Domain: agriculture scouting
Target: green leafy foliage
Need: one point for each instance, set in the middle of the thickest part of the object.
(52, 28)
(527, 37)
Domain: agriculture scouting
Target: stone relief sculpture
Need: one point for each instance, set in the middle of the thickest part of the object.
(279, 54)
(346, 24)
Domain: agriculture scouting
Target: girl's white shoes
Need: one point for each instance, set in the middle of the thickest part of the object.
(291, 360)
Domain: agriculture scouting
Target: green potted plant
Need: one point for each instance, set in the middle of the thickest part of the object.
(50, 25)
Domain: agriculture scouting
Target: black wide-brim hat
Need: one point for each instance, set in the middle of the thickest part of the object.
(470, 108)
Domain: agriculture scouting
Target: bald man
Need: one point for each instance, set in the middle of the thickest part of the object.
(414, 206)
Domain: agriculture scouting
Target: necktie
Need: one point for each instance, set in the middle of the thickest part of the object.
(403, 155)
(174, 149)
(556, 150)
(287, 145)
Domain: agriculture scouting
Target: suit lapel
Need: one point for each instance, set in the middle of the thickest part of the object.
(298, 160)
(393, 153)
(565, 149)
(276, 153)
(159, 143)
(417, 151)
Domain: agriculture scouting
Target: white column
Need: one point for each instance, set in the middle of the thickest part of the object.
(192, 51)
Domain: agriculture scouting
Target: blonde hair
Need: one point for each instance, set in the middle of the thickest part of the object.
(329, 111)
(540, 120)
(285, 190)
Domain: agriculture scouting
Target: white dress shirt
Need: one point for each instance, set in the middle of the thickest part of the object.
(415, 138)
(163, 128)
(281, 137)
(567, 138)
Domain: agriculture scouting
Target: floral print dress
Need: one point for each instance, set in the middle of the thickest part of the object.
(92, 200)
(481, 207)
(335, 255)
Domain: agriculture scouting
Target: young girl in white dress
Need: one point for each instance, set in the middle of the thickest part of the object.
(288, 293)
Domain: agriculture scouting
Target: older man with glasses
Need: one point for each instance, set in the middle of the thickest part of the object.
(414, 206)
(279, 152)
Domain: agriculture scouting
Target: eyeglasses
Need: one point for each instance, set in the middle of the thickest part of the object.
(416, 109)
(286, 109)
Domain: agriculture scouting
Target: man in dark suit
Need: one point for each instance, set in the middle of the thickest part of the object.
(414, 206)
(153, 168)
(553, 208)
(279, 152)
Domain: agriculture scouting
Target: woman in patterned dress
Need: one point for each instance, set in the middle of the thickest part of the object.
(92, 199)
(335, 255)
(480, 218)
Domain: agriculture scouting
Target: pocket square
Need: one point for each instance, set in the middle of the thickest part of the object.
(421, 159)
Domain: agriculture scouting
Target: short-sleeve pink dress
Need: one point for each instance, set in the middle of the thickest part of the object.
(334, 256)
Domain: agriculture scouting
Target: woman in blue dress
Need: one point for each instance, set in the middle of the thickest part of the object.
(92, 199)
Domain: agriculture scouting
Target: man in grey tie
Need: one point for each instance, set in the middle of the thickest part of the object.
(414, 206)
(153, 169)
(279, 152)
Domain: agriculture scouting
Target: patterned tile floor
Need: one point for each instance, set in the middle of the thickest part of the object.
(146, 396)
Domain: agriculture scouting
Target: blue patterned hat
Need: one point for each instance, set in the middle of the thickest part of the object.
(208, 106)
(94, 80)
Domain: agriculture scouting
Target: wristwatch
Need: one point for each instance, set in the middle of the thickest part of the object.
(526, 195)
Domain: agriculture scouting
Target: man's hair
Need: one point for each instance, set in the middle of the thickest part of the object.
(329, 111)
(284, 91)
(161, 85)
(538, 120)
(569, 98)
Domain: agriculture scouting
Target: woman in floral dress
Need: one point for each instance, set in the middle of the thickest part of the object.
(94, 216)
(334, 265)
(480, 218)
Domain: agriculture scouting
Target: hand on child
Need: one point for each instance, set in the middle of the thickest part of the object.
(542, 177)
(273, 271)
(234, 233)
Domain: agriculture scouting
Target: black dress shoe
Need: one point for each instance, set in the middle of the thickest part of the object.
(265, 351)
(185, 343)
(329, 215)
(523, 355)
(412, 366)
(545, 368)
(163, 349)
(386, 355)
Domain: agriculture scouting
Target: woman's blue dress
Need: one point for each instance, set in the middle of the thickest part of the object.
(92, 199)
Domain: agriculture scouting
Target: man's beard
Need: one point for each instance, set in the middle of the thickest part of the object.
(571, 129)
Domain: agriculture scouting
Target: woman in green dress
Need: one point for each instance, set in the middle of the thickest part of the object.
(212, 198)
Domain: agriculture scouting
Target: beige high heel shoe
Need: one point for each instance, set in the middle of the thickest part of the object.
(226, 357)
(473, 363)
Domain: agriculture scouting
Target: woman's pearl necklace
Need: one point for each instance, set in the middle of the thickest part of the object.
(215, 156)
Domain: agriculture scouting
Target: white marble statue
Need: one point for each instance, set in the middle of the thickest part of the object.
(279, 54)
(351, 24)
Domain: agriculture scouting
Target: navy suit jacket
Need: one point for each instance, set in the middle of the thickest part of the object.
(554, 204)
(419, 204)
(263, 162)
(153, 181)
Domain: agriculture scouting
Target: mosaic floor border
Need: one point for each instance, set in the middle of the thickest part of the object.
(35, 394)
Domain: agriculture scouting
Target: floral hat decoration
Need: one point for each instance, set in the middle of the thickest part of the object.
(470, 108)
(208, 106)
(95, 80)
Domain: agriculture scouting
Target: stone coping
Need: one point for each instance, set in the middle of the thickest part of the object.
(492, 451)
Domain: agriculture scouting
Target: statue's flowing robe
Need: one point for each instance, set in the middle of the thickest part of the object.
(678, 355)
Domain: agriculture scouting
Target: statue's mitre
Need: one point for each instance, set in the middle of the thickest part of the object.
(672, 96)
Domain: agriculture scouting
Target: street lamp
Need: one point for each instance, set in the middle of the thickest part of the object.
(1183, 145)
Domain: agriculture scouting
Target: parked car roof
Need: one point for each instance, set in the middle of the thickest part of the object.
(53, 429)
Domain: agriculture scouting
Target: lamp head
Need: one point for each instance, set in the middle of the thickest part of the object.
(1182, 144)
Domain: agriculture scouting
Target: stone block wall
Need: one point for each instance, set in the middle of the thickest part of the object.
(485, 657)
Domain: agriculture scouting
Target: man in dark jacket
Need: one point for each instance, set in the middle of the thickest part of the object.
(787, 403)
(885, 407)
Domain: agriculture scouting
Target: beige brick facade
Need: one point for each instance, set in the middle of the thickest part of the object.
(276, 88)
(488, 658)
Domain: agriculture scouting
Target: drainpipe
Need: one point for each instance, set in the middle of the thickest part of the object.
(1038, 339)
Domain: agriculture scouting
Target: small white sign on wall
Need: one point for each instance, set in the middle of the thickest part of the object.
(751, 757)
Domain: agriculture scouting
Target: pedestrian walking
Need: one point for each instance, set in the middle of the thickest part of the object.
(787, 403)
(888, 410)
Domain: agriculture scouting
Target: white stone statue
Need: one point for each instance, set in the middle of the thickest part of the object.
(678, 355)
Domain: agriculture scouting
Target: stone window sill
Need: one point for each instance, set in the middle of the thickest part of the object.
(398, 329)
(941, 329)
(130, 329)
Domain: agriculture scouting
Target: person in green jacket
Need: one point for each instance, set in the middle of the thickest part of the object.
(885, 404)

_What you are asked to do_
An exact copy of the lines above, from the one containing "Target: young girl in white dress" down to the one containing "Target: hand on child" and including both, is the whole answer; retype it and nothing else.

_Exercise solution_
Target: young girl in white dress
Need: one point for each instance, set in the middle of the thickest part of the object.
(288, 293)
Domain: agriculture scouting
Target: older man with glasses
Need: one point for each instance, set in the middle of the thickest part of the object.
(414, 206)
(279, 152)
Domain: agriculture scouting
Target: eyeglasses
Need: one point for each instance, set in the middle of the thickest part of the object.
(416, 109)
(286, 109)
Domain: agriculture scouting
Target: man in dark suit
Need: one point for each instance, set in the middle of the thickest part of the object.
(414, 206)
(153, 168)
(553, 208)
(279, 152)
Domain: agriculture scouting
Target: woman in patterned dress
Need: one point for each instance, set in the middle of the thickest part of the object.
(92, 199)
(335, 255)
(480, 218)
Domain: agriculture scouting
Target: pocket square
Need: one point for each instance, set in the middle of the thickest part of the object.
(421, 159)
Domain: agriculture scouting
Target: short-sleeve pink dress
Need: one point for each instance, set in the middle of the thickest part of the object.
(334, 256)
Domain: agriculture scouting
Target: woman in blue dress
Need: one point for each instance, set in the middle of the thickest part of the object.
(92, 199)
Domain: agriculture scouting
Target: man in grey tie
Need: one point for each instance, set in the middle of the thickest part of the object.
(414, 206)
(153, 169)
(279, 152)
Domain: agriculture scouting
Target: patterned tile floor
Need: one point for each instance, set in the middle of the thickest part of the object.
(146, 396)
Domain: agriculture scouting
Target: blue patterned hat
Need: one point for each instance, set in the middle of the thickest part of the object.
(208, 106)
(94, 80)
Domain: agriculture scouting
Target: wristwatch
Need: one point for each instance, set in the middle of the thickest part of the object.
(526, 195)
Domain: agriculture scouting
Target: man's hair
Need: one point for each instance, set in the middle of the thickest part of the object.
(329, 111)
(284, 91)
(161, 85)
(538, 120)
(569, 98)
Domain: agriculture scouting
Target: woman in floral dress
Need: one point for each instance, set in the middle of the thickest part of the object.
(94, 216)
(334, 265)
(480, 218)
Domain: agriculture scouting
Target: hand on child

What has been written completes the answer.